What to produce :: Skip the images and return the records below exactly.

** BEGIN **

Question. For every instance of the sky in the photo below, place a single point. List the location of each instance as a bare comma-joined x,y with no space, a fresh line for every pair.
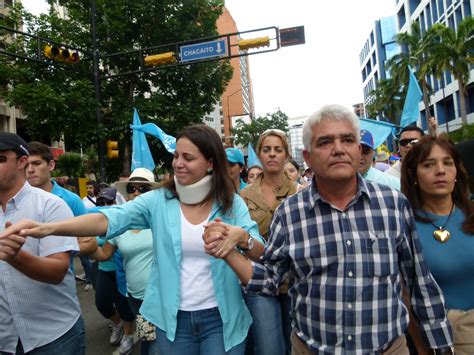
300,79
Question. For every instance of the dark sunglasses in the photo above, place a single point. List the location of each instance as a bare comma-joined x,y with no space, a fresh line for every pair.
141,189
103,203
4,158
406,141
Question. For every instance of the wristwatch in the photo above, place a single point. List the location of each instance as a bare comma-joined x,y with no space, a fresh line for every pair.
448,350
249,244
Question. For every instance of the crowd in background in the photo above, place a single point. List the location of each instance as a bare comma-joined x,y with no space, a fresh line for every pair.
352,253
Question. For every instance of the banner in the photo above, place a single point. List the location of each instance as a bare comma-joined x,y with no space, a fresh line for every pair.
411,112
152,129
141,155
380,130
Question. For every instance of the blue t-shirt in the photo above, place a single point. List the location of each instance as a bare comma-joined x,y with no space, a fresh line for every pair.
451,263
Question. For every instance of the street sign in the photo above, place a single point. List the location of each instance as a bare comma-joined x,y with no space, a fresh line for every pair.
212,49
292,36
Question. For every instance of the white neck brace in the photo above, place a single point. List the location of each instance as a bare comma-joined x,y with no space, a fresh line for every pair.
194,193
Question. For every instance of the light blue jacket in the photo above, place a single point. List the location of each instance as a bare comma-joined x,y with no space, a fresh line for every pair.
160,212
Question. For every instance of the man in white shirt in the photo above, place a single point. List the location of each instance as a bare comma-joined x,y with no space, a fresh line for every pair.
39,309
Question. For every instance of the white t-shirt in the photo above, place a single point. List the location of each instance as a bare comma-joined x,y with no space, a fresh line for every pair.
197,288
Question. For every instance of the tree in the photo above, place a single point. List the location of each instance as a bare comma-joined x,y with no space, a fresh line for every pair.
454,53
387,101
59,102
245,133
417,54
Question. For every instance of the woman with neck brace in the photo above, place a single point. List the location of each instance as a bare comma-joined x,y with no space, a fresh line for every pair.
194,300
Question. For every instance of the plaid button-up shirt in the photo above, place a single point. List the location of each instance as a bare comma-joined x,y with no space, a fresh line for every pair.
346,268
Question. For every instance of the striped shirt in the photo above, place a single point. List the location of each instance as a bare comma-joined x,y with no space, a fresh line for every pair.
346,268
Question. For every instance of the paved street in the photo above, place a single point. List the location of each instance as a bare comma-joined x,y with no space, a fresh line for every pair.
97,330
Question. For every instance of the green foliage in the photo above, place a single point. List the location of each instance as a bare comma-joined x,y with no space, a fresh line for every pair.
462,134
246,133
69,164
61,102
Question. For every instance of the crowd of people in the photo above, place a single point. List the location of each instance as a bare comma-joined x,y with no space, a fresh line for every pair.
347,257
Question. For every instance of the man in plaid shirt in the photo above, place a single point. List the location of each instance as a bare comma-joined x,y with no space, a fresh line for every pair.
346,244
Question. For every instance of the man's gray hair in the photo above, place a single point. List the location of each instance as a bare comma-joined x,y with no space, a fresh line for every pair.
329,112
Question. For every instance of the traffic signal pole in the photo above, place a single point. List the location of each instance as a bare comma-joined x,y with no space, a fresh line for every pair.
95,61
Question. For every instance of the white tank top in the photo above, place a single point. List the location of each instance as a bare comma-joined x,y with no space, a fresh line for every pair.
197,288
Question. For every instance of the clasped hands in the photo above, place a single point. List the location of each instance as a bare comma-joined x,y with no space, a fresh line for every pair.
220,239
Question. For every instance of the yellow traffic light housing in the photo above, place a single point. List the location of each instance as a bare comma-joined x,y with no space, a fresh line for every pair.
160,59
61,54
112,149
245,44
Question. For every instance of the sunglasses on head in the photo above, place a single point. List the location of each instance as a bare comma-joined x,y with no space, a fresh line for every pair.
4,158
406,141
102,203
141,189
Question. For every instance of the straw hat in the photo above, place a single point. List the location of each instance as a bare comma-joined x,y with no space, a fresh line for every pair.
139,175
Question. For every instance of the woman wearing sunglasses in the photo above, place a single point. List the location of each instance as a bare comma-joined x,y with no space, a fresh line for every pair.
271,329
194,300
436,184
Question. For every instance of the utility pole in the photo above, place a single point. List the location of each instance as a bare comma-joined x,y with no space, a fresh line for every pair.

** END **

Full output ::
Question. For every instance of the sky in the photo below, place a single point. List the location of each instance as a bare comma-joined x,y with no space, a fresh line for every pair.
300,79
Question. For every instance of the dark sunglasses in the photo above, place a single point. List the location of each instance as a bare comma-joined x,y with no space, a fresh line for every pair.
141,189
103,203
4,158
406,141
Question. For every instance of the wristwatch in the photo above, place a single point. List the location of each instance as a bare comma-joined x,y with no space, a fresh line for every pair.
448,350
249,244
Question. For every instance of the crowd in background in the photo above, place a single point. List the location of each instance as a bare comma-joined x,y with no space, a fresh line for every pair.
352,253
Question. For every instance of the banner in the photo above, place a single point. List the location of each instance as a bare comma-joined x,y with no space, a fresh line for every pair.
411,112
152,129
141,155
380,130
Question. For every instance of the blue t-shirt in the photo above, place a single point. List the location of each instance as a bare comma-joined x,y with no space, a fresh line for every pair.
451,263
Question. For every instance of the street sign in the photo above, place a single point. List the location of each instance as a bare comma-joined x,y with no space, a fresh line for every pair.
212,49
292,36
Question. For every instance of the white neck brace in the photo above, place a single point. List the location of each instance as a bare comma-joined x,y with no space, a fresh line for every pair.
194,193
Question. For every instance of the light blue jacket in the photo above, place a single point. List the location of each instance as a bare comma-joined x,y with no space, a fresh line for every pair.
160,212
Question. For every instance of the man in white shirt in the photo above, place a single point. List the location of each instance as a bare comma-joined x,y with no space, a fresh line for every pair.
39,309
Question. For every instance of the white t-shirt in the photo above, place a single point. List the location of each instance as a bare comma-joined x,y with no space, a fresh line for every pair.
197,288
Question. For every instance of the tree in the photo above, place a single point. List the location of each instance as a bare comma-joined x,y with no space, a fresh line for every pair.
454,53
387,101
59,102
245,133
417,54
Question. For every instance of the woman with neck brace in the photo above, place a single point. List the location of each instance as a bare comma-joined x,y with no space, a fresh line for every pair.
194,300
Question. For every instance of the plaid button-up shirt in the photo above, place a single point. List the location of each instance as a bare comma-joined x,y with no space, a fresh line for every pair.
346,268
Question. For every instance of the striped shirt in the photo above, place a single point. List the location of each instance as a bare comma-joined x,y with no space, a fresh line for every pair.
346,268
Question. For every instance of the paved street in the photo above, place a single point. List the location of each instance as a bare comma-joined x,y with no space, a fresh line for every pair.
97,330
Question. For every instance of the green foliage in the photo above, place a single point. List the location of each instance as a bare comma-joined x,y with no space, a fresh line for every pair.
462,134
246,133
69,164
61,102
Question. For every instance of the crowd of people in the photo above, place a single point. List the location of each instance as a bare comma-joined x,y with no space, a fresh line for every pair.
347,257
Question. For every instance of the man in plaid shirt in the photo above, place a single point. List the location of each instance as a bare comma-joined x,y with no space, a fresh line for every pair.
346,244
Question. For every instance of the man's gray hair in the photo above, place a single point. List the location of each instance as a bare comma-joined x,y with no space, a fresh line for every pair.
329,112
Question. For every instance of the traffic signal pole in the photo above, place a single point. List the location of each instance as a bare comma-joined x,y with no space, a fresh line for every pair.
95,61
Question. For every instance of the white tank top in the photo above, place a single point. List the location of each instance as a bare comma-joined x,y with no space, a fresh line for every pair.
197,288
Question. For every instance of the clasped hands in the photo above, place a single point. List the location of each instance as a bare comma-joined x,y with no space, a fresh line for every pair.
220,239
Question. For every instance of the yellow traffic light housing in the photo above, place a single point. List the location of each instance as a bare comma-joined x,y with no space, a fresh line for every pair.
160,59
61,54
112,149
245,44
Question. For every instance of the sunglasses on head in the photo above, place a single point. List the location of each instance as a bare comma-joined x,y with no space, a fresh line for every pair.
4,158
406,141
102,203
141,189
Question. For every instance of the straw hat in the photo above, place a single point. List the location of each instance as a bare comma-joined x,y with no space, a fresh line for every pair.
139,175
Question. For every instance of the woman wearing sunglasses in the photo above, place a single point. List the location of each instance as a bare comma-joined x,y with no space, a fresh line for every pair.
271,329
194,300
436,184
Question. For every instance of the utility pole in the photo above, place a single point. List the location of each instance as a bare comma-joined x,y with no space, a fresh line for every pair.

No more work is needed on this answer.